[Exercise material Boundary: Start]

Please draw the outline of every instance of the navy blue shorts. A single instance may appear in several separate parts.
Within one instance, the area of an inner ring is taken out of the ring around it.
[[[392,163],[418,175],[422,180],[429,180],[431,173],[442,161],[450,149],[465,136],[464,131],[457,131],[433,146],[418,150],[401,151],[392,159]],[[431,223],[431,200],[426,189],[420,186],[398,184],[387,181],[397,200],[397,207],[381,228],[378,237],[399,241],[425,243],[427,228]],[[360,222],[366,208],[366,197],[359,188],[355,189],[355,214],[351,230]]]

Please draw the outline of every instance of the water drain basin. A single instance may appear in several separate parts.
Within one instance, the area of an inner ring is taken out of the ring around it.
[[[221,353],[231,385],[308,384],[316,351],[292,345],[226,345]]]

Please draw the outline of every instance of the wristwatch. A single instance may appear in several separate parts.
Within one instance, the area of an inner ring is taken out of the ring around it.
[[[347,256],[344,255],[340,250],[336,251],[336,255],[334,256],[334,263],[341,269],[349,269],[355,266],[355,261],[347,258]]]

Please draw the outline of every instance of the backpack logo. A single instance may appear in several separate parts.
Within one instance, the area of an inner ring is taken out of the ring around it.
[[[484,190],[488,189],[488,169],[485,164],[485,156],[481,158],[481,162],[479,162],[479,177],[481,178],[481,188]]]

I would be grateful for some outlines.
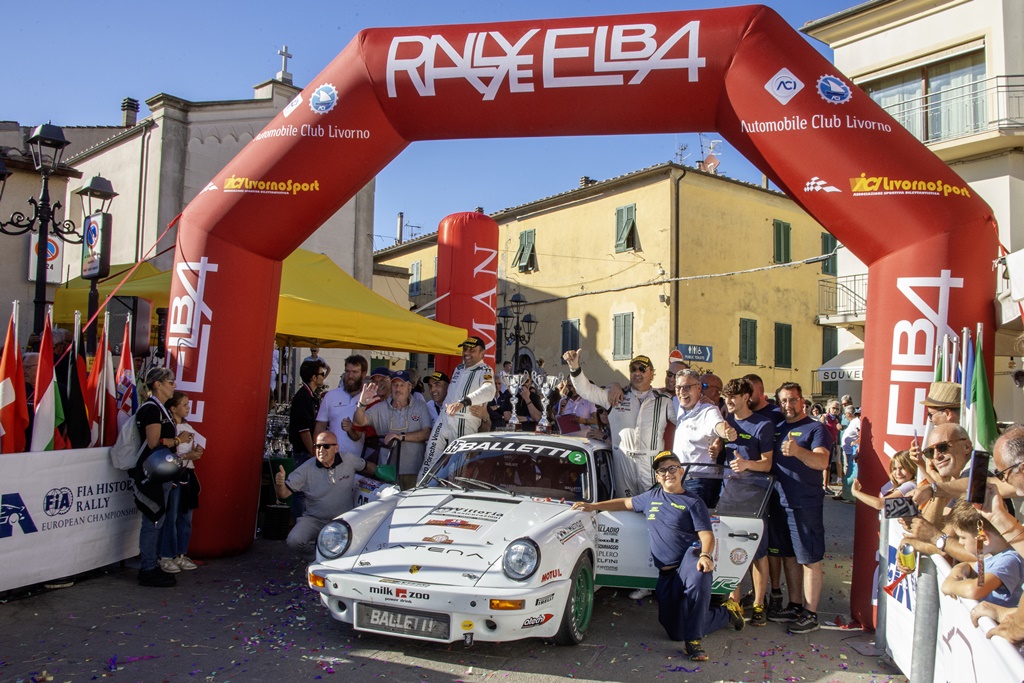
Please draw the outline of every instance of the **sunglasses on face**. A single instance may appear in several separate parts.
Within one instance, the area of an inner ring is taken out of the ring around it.
[[[699,387],[699,384],[677,384],[676,389],[682,389],[683,391],[690,391],[695,387]]]
[[[1006,481],[1006,478],[1008,476],[1010,476],[1010,470],[1016,469],[1016,468],[1020,467],[1021,465],[1024,465],[1024,462],[1019,462],[1016,465],[1010,465],[1009,467],[1007,467],[1004,470],[999,470],[998,472],[996,472],[992,476],[995,477],[996,479],[998,479],[999,481]]]
[[[320,450],[320,449],[322,449],[322,448],[334,448],[334,447],[335,447],[335,446],[337,446],[337,445],[338,445],[338,444],[336,444],[336,443],[318,443],[318,444],[316,445],[316,449],[317,449],[317,450]]]
[[[654,473],[659,477],[667,477],[670,474],[675,474],[681,469],[683,469],[682,465],[669,465],[668,467],[662,467],[661,469],[654,470]]]
[[[714,384],[701,384],[705,389],[714,389],[715,391],[721,391],[722,387],[716,387]]]
[[[643,363],[637,363],[636,365],[629,366],[630,372],[647,372],[647,366]]]
[[[932,458],[935,457],[936,452],[948,453],[950,446],[952,444],[955,444],[957,441],[967,441],[967,439],[950,439],[949,441],[940,441],[937,444],[934,444],[922,450],[921,455],[931,460]]]

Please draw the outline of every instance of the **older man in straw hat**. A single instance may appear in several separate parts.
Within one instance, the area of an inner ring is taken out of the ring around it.
[[[921,401],[928,411],[928,419],[938,427],[944,424],[960,424],[960,384],[957,382],[932,382],[928,396]]]

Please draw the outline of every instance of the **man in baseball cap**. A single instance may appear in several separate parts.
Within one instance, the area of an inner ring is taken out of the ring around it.
[[[430,400],[427,401],[427,410],[430,411],[431,424],[437,422],[437,416],[444,410],[444,397],[448,393],[448,385],[451,379],[440,370],[435,370],[425,380]]]
[[[932,382],[921,405],[936,427],[950,422],[960,424],[960,385],[957,382]]]
[[[487,344],[485,344],[484,340],[481,339],[480,337],[466,337],[466,341],[464,341],[461,344],[459,344],[459,346],[462,347],[463,349],[465,349],[465,348],[486,349],[487,348]]]

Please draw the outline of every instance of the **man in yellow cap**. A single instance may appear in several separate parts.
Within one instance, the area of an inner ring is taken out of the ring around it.
[[[957,382],[932,382],[921,405],[928,411],[932,426],[960,424],[960,385]]]

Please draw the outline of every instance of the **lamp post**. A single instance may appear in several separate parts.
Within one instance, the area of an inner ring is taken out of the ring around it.
[[[85,223],[82,226],[82,277],[89,280],[89,323],[85,329],[85,351],[96,355],[96,320],[100,308],[100,292],[97,284],[100,278],[110,274],[111,217],[108,213],[117,193],[109,180],[94,175],[82,187],[75,190],[82,198],[85,209]],[[98,207],[93,205],[98,201]]]
[[[36,243],[36,292],[35,318],[33,331],[41,333],[46,316],[46,260],[49,252],[49,237],[52,233],[61,241],[70,244],[81,244],[82,236],[75,232],[75,224],[71,221],[58,221],[54,214],[61,209],[60,202],[50,202],[50,175],[60,166],[64,148],[70,142],[64,137],[64,131],[52,123],[44,123],[32,131],[28,139],[32,153],[32,164],[43,179],[43,187],[39,199],[32,197],[28,203],[32,205],[32,216],[28,217],[21,211],[11,215],[11,220],[0,221],[0,232],[7,235],[24,235],[26,232],[38,232]],[[0,197],[11,172],[0,162]]]
[[[515,351],[512,355],[512,372],[519,372],[519,346],[529,344],[533,333],[537,331],[537,319],[533,313],[523,315],[526,308],[526,297],[521,292],[512,295],[512,305],[503,306],[498,311],[498,318],[504,330],[511,330],[504,333],[505,342],[515,344]],[[510,310],[511,309],[511,310]],[[515,321],[513,323],[513,320]]]

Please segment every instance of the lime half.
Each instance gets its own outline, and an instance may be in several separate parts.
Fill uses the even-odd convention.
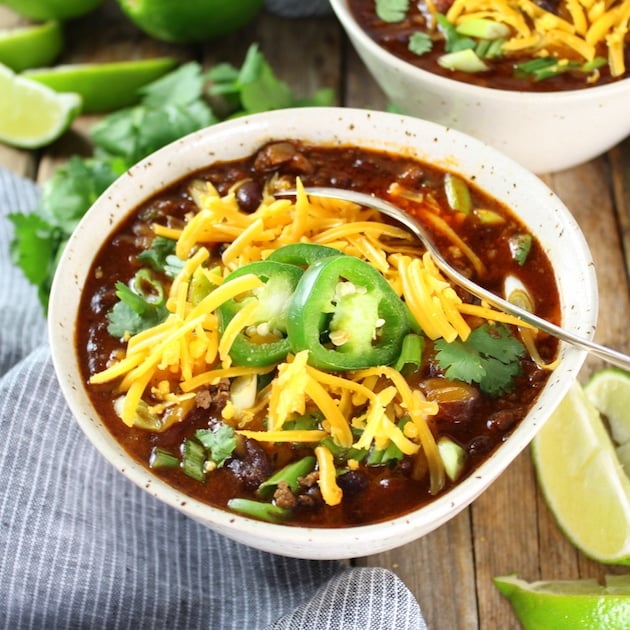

[Exercise material Boundary: End]

What you have to do: Only the words belong in your copy: restate the data above exactly and leave the images out.

Answer for the task:
Please draw the outline of every instance of the navy blue shorts. A single instance may appear in several separate parts.
Within one instance, the area of an inner ring is taken out of the ring around it.
[[[392,163],[418,175],[422,180],[429,180],[431,173],[442,161],[450,149],[465,136],[464,131],[457,131],[433,146],[418,150],[401,151],[392,159]],[[431,223],[431,200],[426,189],[420,186],[398,184],[387,181],[397,200],[397,207],[381,228],[378,237],[399,241],[425,243],[427,228]],[[360,222],[366,208],[366,197],[359,188],[355,189],[355,214],[351,230]]]

Please draw the outline of every instance of the water drain basin. A single instance may appear in several separate parts.
Within one instance, the area of an inner ring is taken out of the ring around it.
[[[221,353],[231,385],[308,384],[316,351],[292,345],[226,345]]]

Please draw the outline of every instance of the wristwatch. A single instance may appear in several separate parts.
Within one instance, the area of an inner ring is taken out of the ring around it.
[[[347,256],[344,255],[340,250],[336,251],[336,255],[334,256],[334,263],[341,269],[349,269],[355,266],[355,261],[347,258]]]

Please draw the outline of every instance of the backpack logo. A single instance may appear in several separate parts.
Within one instance, the area of an inner ring is taken out of the ring around it.
[[[484,190],[488,189],[488,169],[485,164],[485,156],[481,158],[481,162],[479,162],[479,177],[481,178],[481,188]]]

I would be grateful for some outlines.
Please draw the outline of every instance of the **sunglasses on face**. A single instance may appear in several separate parts.
Within one instance, the area of an inner ring is taken out of the ring around it.
[[[699,387],[699,384],[677,384],[676,389],[682,389],[683,391],[690,391],[695,387]]]
[[[1006,481],[1006,478],[1008,476],[1010,476],[1010,470],[1016,469],[1016,468],[1020,467],[1021,465],[1024,465],[1024,462],[1019,462],[1016,465],[1010,465],[1009,467],[1007,467],[1004,470],[999,470],[998,472],[996,472],[992,476],[995,477],[996,479],[998,479],[999,481]]]
[[[320,450],[320,449],[322,449],[322,448],[334,448],[334,447],[335,447],[335,446],[337,446],[337,445],[338,445],[338,444],[336,444],[336,443],[318,443],[318,444],[316,445],[316,449],[317,449],[317,450]]]
[[[654,473],[659,477],[667,477],[670,474],[675,474],[681,469],[683,469],[682,465],[669,465],[668,467],[662,467],[661,469],[654,470]]]
[[[714,384],[701,384],[705,389],[714,389],[715,391],[721,391],[722,387],[716,387]]]
[[[643,363],[637,363],[636,365],[629,366],[630,372],[647,372],[647,366]]]
[[[932,458],[935,457],[936,452],[948,453],[950,446],[952,444],[955,444],[957,441],[967,441],[967,439],[950,439],[949,441],[940,441],[937,444],[934,444],[922,450],[921,455],[931,460]]]

Please draw the outline of every instance of the **older man in straw hat**. A single instance may appear in several separate parts.
Within one instance, the area of an inner ring is taken out of the ring around it.
[[[921,401],[928,411],[928,419],[938,427],[944,424],[960,424],[960,384],[957,382],[932,382],[928,396]]]

Please draw the outline of every instance of the **man in baseball cap**. A single instance may appear in several separate parts.
Within one instance, the area of an inner ring is taken out of the ring around it.
[[[430,400],[427,401],[427,410],[430,411],[431,424],[437,422],[437,416],[444,410],[444,397],[448,393],[448,385],[451,379],[440,370],[435,370],[425,380]]]
[[[932,382],[921,405],[936,427],[950,422],[960,424],[960,385],[957,382]]]
[[[487,344],[485,344],[484,340],[481,339],[480,337],[466,337],[466,341],[464,341],[461,344],[459,344],[459,346],[462,347],[463,349],[465,349],[465,348],[486,349],[487,348]]]

Please draw the outline of every instance of the **man in yellow cap**. A single instance may appear in several separate parts.
Within one instance, the area of an inner ring is taken out of the ring around it.
[[[957,382],[932,382],[921,405],[928,411],[932,426],[960,424],[960,385]]]

Please draw the outline of every instance of the **lamp post**. A single instance may appear in several separate parts.
Within one instance, the area of an inner ring is taken out of the ring around it.
[[[85,223],[82,226],[82,277],[89,280],[89,323],[85,329],[85,351],[96,355],[96,320],[100,308],[100,292],[97,284],[100,278],[110,274],[111,217],[108,213],[117,193],[109,180],[94,175],[82,187],[75,190],[82,198],[85,209]],[[98,207],[93,205],[98,201]]]
[[[36,243],[36,292],[35,318],[33,331],[41,333],[46,316],[46,260],[49,252],[49,237],[52,233],[61,241],[70,244],[81,244],[82,236],[75,232],[75,224],[71,221],[58,221],[54,214],[61,209],[60,202],[50,202],[50,175],[60,166],[64,148],[70,142],[64,137],[64,131],[52,123],[44,123],[32,131],[28,139],[32,153],[32,164],[43,179],[43,187],[39,199],[32,197],[28,203],[32,205],[32,216],[28,217],[21,211],[11,215],[11,220],[0,221],[0,232],[7,235],[24,235],[26,232],[38,232]],[[0,197],[11,172],[0,162]]]
[[[515,351],[512,355],[512,372],[519,372],[519,346],[529,344],[533,333],[537,331],[537,319],[533,313],[523,315],[526,308],[526,297],[521,292],[512,295],[512,305],[503,306],[498,311],[498,318],[504,330],[511,330],[504,333],[505,342],[515,344]],[[510,310],[511,309],[511,310]],[[515,321],[513,323],[513,320]]]

Please segment every instance of the lime half.
Each instance gets its own outline, and an instance may be in several separate parts.
Fill uses the even-odd convention.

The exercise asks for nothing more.